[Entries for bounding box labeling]
################
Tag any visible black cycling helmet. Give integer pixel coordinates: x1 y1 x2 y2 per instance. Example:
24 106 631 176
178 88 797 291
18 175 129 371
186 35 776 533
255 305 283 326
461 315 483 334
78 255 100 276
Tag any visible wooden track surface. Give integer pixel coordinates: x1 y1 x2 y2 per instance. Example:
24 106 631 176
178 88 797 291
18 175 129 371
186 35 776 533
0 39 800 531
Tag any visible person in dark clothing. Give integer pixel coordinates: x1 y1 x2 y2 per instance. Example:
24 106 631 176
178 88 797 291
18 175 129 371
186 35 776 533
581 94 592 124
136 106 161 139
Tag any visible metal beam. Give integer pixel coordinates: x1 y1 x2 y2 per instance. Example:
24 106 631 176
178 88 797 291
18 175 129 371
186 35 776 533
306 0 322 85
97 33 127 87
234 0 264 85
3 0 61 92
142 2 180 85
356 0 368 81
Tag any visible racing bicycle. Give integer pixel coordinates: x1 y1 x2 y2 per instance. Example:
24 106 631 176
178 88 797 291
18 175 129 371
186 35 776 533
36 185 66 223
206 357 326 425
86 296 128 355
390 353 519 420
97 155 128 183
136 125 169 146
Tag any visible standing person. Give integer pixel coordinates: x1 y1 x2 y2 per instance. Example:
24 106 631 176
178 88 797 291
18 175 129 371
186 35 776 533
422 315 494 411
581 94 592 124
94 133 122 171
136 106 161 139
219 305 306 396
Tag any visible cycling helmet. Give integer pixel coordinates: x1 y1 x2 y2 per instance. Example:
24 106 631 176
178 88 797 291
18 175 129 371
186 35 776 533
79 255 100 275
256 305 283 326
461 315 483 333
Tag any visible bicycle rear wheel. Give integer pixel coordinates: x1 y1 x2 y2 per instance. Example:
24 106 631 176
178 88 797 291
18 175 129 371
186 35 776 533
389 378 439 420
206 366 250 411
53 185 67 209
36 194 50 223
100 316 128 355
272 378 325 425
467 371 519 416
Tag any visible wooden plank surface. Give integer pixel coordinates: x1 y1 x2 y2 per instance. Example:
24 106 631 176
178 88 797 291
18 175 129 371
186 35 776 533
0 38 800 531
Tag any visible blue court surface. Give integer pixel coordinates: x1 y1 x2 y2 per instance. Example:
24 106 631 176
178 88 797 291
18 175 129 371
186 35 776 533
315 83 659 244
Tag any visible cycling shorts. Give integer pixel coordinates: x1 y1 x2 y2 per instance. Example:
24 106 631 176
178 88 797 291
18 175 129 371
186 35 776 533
################
What you are asked to do — Copy the listing above word for word, from the first line to the last.

Task output —
Tag any visible black cycling helmet. Give integer pixel coordinates: x1 y1 x2 y2 per instance. Example:
24 106 631 176
178 88 797 291
18 175 129 371
186 35 776 533
255 305 283 326
461 315 483 334
78 255 100 276
Tag any visible wooden track surface. Give integer pixel coordinates: x1 y1 x2 y2 per instance. Example:
24 106 631 176
178 88 797 291
18 175 129 371
186 35 776 533
0 39 800 531
Tag any visible person in dark clothing. Give integer pixel coordinates: x1 y1 x2 y2 per instance. Example:
24 106 631 176
178 88 797 291
18 175 129 371
186 35 776 533
581 94 592 124
136 106 161 139
Tag any visible metal beam. Give integer pixel coordinates: x1 y1 x2 y2 per instance. Example:
24 106 631 176
178 88 797 291
18 175 129 371
186 35 776 533
306 0 322 85
97 33 127 87
234 0 264 85
3 0 61 92
142 2 180 85
356 0 368 81
Tag any visible racing bicycle. Give integer pixel coordinates: x1 y1 x2 y2 per instance. Example:
24 106 631 176
178 88 797 291
18 175 129 371
186 35 776 533
36 185 66 223
206 357 326 425
86 296 128 355
390 353 519 420
97 155 128 183
136 125 169 146
Tag any visible standing person. Give integer pixel coordinates: x1 y1 x2 y2 per instance. Example:
24 106 631 176
178 88 797 291
18 175 129 371
186 35 776 533
422 315 494 411
581 94 592 124
94 133 122 171
136 106 161 139
219 305 306 396
Tag any visible cycling helmet. Give integer pixel coordinates: x1 y1 x2 y2 per instance. Example:
24 106 631 176
178 88 797 291
18 175 129 371
186 35 776 533
79 255 100 275
256 305 283 326
461 315 483 333
Tag any visible bicycle rear wheel. Give integer pixel coordinates: x1 y1 x2 y2 per instance. Example:
24 106 631 176
178 88 797 291
18 175 129 371
186 35 776 533
389 378 439 420
206 366 250 411
53 185 67 209
36 194 50 223
100 316 128 355
272 378 325 425
467 371 519 416
Tag any visible wooden plank surface. Give integer pixel coordinates: x1 y1 x2 y2 per instance. Example:
24 106 631 176
178 88 797 291
18 175 129 371
186 35 776 533
0 38 800 531
Tag any visible blue court surface. Give integer pixel coordinates: x1 y1 x2 y2 per instance. Example:
24 106 631 176
178 88 797 291
18 175 129 371
186 35 776 533
315 83 659 244
Tag any visible cycling shorts. Give integer pixel coordinates: x1 y1 x2 y2 per instance. Example:
24 106 631 176
178 88 797 291
18 175 129 371
186 35 776 533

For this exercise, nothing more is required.